— start of DATA FOR PROCESSING —
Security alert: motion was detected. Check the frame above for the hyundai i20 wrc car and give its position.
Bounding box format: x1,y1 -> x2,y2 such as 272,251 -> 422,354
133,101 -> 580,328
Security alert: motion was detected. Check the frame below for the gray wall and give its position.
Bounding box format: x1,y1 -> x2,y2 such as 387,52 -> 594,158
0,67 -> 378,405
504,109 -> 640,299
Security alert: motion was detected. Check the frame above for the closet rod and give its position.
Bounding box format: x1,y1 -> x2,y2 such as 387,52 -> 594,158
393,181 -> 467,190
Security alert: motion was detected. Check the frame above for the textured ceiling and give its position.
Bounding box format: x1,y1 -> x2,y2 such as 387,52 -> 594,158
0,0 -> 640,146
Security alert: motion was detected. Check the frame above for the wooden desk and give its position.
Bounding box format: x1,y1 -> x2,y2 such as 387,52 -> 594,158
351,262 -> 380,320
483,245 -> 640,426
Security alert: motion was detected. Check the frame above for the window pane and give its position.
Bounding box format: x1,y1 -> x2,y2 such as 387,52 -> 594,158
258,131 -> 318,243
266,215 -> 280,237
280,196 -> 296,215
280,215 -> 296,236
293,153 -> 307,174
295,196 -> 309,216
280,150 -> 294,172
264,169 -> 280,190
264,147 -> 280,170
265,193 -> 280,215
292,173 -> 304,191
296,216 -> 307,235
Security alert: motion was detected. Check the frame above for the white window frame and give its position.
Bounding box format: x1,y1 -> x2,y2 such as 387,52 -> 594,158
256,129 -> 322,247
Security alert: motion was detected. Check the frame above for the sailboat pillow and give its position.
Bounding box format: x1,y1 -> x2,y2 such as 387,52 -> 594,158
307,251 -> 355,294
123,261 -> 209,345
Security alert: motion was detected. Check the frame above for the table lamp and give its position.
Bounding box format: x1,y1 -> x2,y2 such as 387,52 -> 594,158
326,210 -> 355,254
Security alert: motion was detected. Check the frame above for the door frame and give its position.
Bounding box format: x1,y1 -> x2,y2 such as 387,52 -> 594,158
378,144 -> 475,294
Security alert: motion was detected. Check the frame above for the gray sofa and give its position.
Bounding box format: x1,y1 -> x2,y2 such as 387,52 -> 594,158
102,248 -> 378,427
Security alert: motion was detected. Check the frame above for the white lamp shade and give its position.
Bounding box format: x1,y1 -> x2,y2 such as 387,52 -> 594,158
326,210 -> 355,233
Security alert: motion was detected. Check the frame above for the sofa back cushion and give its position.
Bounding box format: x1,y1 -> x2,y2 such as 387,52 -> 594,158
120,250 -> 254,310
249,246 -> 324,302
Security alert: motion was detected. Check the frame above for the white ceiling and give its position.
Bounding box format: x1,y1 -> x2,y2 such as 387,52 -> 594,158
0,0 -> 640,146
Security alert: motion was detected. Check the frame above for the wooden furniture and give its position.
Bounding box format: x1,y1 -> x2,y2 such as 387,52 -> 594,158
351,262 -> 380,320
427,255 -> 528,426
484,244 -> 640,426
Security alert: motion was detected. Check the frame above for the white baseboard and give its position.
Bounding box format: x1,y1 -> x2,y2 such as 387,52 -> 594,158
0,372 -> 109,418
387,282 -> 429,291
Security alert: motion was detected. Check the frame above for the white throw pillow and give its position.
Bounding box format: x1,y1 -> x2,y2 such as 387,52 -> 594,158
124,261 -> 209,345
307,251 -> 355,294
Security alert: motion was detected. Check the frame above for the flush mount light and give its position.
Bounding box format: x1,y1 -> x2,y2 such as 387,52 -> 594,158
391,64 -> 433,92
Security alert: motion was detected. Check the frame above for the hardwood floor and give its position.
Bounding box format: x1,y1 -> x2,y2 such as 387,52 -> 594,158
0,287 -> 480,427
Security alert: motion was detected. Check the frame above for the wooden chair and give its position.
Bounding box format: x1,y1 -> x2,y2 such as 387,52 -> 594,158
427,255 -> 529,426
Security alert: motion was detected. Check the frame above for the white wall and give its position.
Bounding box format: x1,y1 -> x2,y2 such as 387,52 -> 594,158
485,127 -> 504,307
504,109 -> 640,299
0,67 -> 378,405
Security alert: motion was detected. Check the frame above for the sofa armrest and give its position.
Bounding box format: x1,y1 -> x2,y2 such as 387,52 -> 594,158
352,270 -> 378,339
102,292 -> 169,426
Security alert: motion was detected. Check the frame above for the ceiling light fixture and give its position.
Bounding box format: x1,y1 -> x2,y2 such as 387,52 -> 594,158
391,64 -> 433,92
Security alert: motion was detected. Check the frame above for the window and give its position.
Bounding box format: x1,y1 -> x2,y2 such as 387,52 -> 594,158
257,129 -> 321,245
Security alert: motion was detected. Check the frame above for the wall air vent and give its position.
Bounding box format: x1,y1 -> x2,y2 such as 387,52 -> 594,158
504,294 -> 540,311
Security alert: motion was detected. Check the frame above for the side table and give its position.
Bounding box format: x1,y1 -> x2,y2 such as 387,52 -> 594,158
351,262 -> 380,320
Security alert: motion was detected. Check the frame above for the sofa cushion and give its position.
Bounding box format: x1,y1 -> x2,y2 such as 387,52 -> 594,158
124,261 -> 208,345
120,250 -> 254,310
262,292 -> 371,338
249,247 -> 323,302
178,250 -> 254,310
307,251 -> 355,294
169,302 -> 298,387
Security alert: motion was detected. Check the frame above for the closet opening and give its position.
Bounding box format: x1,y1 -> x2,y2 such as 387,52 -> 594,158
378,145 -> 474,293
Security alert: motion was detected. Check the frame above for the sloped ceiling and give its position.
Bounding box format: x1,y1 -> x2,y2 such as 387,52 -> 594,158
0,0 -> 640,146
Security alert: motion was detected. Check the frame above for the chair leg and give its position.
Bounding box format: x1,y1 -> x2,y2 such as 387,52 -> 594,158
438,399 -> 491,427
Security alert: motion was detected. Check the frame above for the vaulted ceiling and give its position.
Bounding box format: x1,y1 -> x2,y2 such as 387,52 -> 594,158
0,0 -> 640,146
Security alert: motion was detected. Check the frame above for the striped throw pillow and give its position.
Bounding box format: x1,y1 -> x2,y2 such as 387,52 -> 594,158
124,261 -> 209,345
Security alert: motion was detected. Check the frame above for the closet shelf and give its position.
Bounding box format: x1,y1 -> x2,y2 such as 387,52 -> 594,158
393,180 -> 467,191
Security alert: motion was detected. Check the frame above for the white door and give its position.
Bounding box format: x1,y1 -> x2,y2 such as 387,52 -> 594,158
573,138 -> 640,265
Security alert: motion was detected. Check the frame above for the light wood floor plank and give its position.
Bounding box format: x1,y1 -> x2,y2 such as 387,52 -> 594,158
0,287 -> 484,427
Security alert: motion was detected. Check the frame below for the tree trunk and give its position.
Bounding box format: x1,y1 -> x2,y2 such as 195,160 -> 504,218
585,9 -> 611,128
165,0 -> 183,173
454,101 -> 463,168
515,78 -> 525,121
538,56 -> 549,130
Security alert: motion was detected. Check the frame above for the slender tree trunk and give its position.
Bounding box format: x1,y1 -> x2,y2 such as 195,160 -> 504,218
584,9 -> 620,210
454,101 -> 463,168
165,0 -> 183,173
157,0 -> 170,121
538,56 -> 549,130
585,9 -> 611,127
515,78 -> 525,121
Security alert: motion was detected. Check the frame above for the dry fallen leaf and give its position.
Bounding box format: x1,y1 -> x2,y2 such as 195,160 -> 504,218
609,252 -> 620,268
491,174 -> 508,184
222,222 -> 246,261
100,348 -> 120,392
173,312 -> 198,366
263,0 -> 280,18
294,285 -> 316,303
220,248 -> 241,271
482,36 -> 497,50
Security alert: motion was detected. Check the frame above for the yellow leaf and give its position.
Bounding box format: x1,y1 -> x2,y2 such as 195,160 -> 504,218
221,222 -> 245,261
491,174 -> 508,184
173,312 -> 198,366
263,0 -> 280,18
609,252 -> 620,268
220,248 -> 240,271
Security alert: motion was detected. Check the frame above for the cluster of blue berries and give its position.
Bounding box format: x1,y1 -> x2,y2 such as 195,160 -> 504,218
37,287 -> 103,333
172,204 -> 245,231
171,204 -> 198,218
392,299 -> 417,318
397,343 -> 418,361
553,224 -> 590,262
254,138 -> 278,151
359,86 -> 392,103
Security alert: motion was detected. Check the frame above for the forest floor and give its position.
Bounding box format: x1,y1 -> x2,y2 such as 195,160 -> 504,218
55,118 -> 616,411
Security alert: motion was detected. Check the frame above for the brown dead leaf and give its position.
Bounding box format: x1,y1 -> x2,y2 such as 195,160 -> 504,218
— end of DATA FOR PROCESSING —
AIM OF THE TASK :: Put the lines of the records above, from the one containing "berries and give its position." through the last line, inclusive, into a Markdown table with two columns, Row and Text. Number each row and leave out blank lines.

EXERCISE SOLUTION ::
| Row | Text |
|---|---|
| 1 | Security alert: motion was detected. Check the frame above for the cluster of blue berries and give its position. |
| 2 | Bounding box format: x1,y1 -> x2,y2 such as 195,160 -> 504,218 |
| 3 | 37,287 -> 103,333 |
| 4 | 172,204 -> 245,231 |
| 5 | 171,204 -> 198,218 |
| 6 | 392,299 -> 417,318 |
| 7 | 397,343 -> 418,361 |
| 8 | 553,224 -> 590,262 |
| 9 | 254,138 -> 278,151 |
| 10 | 359,86 -> 392,103 |
| 11 | Security alert: motion was detected. Check the frame above for the forest floor and give its position. |
| 12 | Bounding box format: x1,y1 -> x2,y2 such as 195,160 -> 504,218 |
| 13 | 55,118 -> 616,411 |
| 14 | Security alert: motion was detected. Check the frame above for the brown dead leaf and give its position. |
| 15 | Bounding box format: x1,y1 -> x2,y2 such as 195,160 -> 504,218 |